▶ **TEXT SEGMENT**
In your issue of 8 March Robin Blackburn claims The Golden Notebook as a product of the milieu of the New Left. This is quite untrue unless the New Left is now retrospectively to be expanded to include ideas which in fact it was impossible to discuss with any of the people I knew, most of whom were much younger that I was, and who I thought of as intellectual socialists. The Golden Notebook was not reviewed in the New Left Review. The young woman who asked to review it and was refused complained for several hours of a long wet journey to Wales about the attitudes to women in this milieu, particularly the New Left Review.
Doris Lessing
London NW6
Raymond Williams saw himself, inter alia, as a political activist. He can be so judged. I well remember an occasion in the Sixties, in the Town Hall in Cambridge, where he was the main speaker at a big meeting. He spoke in inspiring style about democracy, the people’s future, Jerusalem and all the trimmings, and ended with a rhetorical question: ‘What, then, shall we do?’ We waited in euphoric expectation for the answer and it came: ‘Vote Labour at the General Election.’ The anti-climax! All he had to offer was brilliant rhetoric. Lloyd George, Bevan, Griffiths, Williams, Kinnock – how well the Welsh beguile the English! And how we seem to love it!
Years later, in London, I joined his post-1968 enterprise – Mayday Manifesto – an exercise in injecting some new life into the then ageing New Left. I soon found out that he was being serviced by King Street (then the headquarters of the CP) and tried to warn him about that kiss of death. As an ex-CP member I knew just what was going to happen. He took no notice and I quit, but not before writing to him to underline the message that if he didn’t stand on his own two feet, his brave enterprise would be as dead as the dodo in no time. And it was.

▶ **DATA SEGMENT**
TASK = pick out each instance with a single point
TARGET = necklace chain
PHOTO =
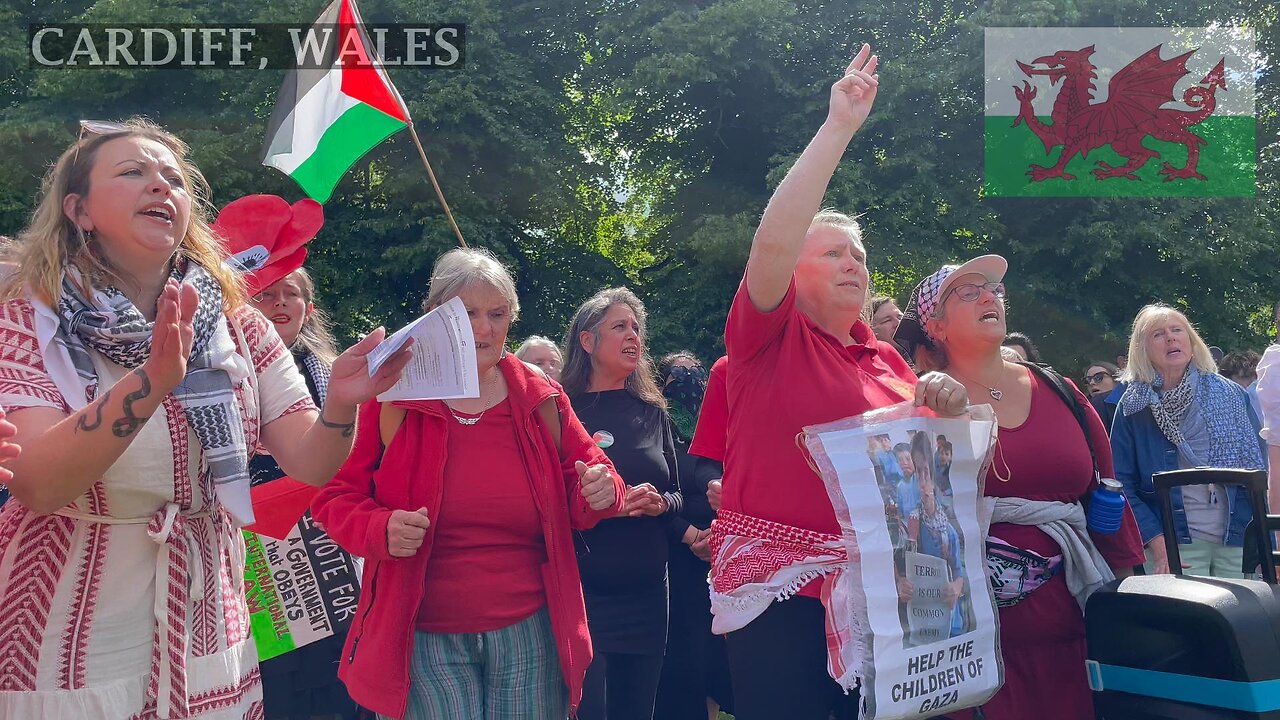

▶ **EXERCISE DETAILS**
Continue the letters on the New Left from the point where they stop.

▶ **RIGHT ANSWER**
Might he and others like him have done anything else? The answer has to be affirmative. The period 1956-68 saw the birth and decline of the New Left as a strictly parliamentary exercise and of non-violent direct action, of the genus of people’s power, in the form of the Committee of 100. Reinforced by Bertrand Russell’s name and personal example the idea went round the world, but Raymond Williams and the leaders of the New Left (with one or two honourable exceptions) passed by on the other side. The thing eventually collapsed because the circumstances of Britain have been such that non-violent direct action has never had occasion to develop into non-violent insurrection and the displacement of an existing government in the fashion that has become commonplace over the last six months in Eastern Europe. The subject was born in Britain in the Sixties, but perished in its infancy. In the USA it was different. The civil rights movement led by Martin Luther King took to non-violent direct action in historic fashion. John Rawls wrote a theory of civil disobedience, in a near-free and near-just society, into his A Theory of Justice and Murray Bookchin made post-scarcity anarchism respectable.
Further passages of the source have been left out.